▸ **Задача 1**
Переведи на английский язык предложение из фрагмента о Ленинграде: «Ситуация эта проходит через несколько стадий.»

▸ **Фрагмент**
◆ ◆ ◆ ◆

Здесь твердо выработалась средняя норма поведения, которой, как всегда, бессознательно подчиняются средние люди. Потому что оказаться ниже этой нормы значило бы оказаться неполноценным. Что человек плохо переносит. Эта норма, например, не мешает склочничать, жадничать и торговаться по поводу пайков. Но она мешала – еще так недавно – сказать: я не пойду туда, куда меня посылают, потому что будет обстрел и я боюсь за свою жизнь. Такое заявление в лучшем случае было бы встречено очень неприятным молчанием. И почти никто не говорил этого, и – главное – почти никто этого не делал.
Ленинградская ситуация – одна из характерных групповых ситуаций, отправляющихся от всеобщей. Ситуация эта проходит через несколько стадий. Беру предпоследнюю. Ее основные слагаемые: обретенная ценность и желание извлечь из нее все, что возможно (блага, всеобщее признание и чувство превосходства).
Но трагедия уже потускнела, уже все всё начинают забывать, тема надоедает постепенно. Надо усиленно напоминать, вообще напрягаться вокруг нее. Кончился хаос, сдвинутый мир, небывалые вещи и чувства. Образовался быт, очень трудный, очень опасный, в сущности, неправдоподобный, но стабилизованный, то есть такой, при котором люди могут отправлять свои человеческие функции, хотя бы и в сдвинутом виде.

◆ ◆ ◆ ◆

▸ **Исходные записи**
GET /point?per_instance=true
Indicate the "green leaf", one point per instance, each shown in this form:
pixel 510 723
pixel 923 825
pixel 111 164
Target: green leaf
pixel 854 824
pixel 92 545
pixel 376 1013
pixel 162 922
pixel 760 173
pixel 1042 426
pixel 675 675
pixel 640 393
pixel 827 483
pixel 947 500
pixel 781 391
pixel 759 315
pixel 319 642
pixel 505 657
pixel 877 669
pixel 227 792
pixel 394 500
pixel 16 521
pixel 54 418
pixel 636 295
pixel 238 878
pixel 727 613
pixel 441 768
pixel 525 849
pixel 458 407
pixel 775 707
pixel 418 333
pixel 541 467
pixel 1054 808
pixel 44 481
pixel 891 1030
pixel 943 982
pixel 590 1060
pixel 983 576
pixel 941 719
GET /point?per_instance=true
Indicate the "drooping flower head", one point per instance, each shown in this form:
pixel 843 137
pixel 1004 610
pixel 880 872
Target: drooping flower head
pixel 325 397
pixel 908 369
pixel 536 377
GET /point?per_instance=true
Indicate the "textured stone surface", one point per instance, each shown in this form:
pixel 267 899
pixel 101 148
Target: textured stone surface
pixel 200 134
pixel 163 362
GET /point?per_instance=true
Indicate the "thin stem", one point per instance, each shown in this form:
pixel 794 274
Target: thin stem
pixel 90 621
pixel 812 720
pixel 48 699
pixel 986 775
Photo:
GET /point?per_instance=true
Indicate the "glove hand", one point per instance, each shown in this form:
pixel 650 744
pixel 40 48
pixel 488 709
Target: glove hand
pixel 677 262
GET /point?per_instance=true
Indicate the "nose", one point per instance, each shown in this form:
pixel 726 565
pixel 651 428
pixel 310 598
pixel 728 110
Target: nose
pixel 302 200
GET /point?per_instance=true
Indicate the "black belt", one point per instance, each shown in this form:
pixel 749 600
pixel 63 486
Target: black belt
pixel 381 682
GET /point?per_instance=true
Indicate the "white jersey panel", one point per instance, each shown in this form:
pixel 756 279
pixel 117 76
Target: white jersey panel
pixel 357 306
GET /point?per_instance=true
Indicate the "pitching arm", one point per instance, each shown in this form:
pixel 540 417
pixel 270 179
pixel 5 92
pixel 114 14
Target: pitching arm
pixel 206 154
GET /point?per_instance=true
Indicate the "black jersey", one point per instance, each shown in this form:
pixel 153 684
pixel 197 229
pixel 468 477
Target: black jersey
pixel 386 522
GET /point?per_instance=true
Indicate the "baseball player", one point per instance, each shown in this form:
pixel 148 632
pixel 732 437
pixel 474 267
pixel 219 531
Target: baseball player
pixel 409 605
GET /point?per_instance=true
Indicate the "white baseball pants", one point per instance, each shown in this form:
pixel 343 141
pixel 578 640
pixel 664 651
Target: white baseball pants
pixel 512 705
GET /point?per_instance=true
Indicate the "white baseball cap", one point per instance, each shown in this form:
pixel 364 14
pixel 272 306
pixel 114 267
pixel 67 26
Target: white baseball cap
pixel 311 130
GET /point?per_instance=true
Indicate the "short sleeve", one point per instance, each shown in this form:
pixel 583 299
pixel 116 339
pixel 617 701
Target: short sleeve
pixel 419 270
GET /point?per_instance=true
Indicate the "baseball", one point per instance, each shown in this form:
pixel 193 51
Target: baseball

◆ ◆ ◆ ◆

▸ **Задача 2**
Замени "green leaf" на "yellow leaf" в записях с самого начала и до строки с "pixel 941 719" включительно, остальное оставь без изменений. Выведи только эти строки.

▸ **Ответ 1**
This situation passes through several stages.

▸ **Ответ 2**
GET /point?per_instance=true
Indicate the "yellow leaf", one point per instance, each shown in this form:
pixel 510 723
pixel 923 825
pixel 111 164
Target: yellow leaf
pixel 854 824
pixel 92 545
pixel 376 1013
pixel 162 922
pixel 760 173
pixel 1042 426
pixel 675 675
pixel 640 393
pixel 827 483
pixel 947 500
pixel 781 391
pixel 759 315
pixel 319 642
pixel 505 657
pixel 877 669
pixel 227 792
pixel 394 500
pixel 16 521
pixel 54 418
pixel 636 295
pixel 238 878
pixel 727 613
pixel 441 768
pixel 525 849
pixel 458 407
pixel 775 707
pixel 418 333
pixel 541 467
pixel 1054 808
pixel 44 481
pixel 891 1030
pixel 943 982
pixel 590 1060
pixel 983 576
pixel 941 719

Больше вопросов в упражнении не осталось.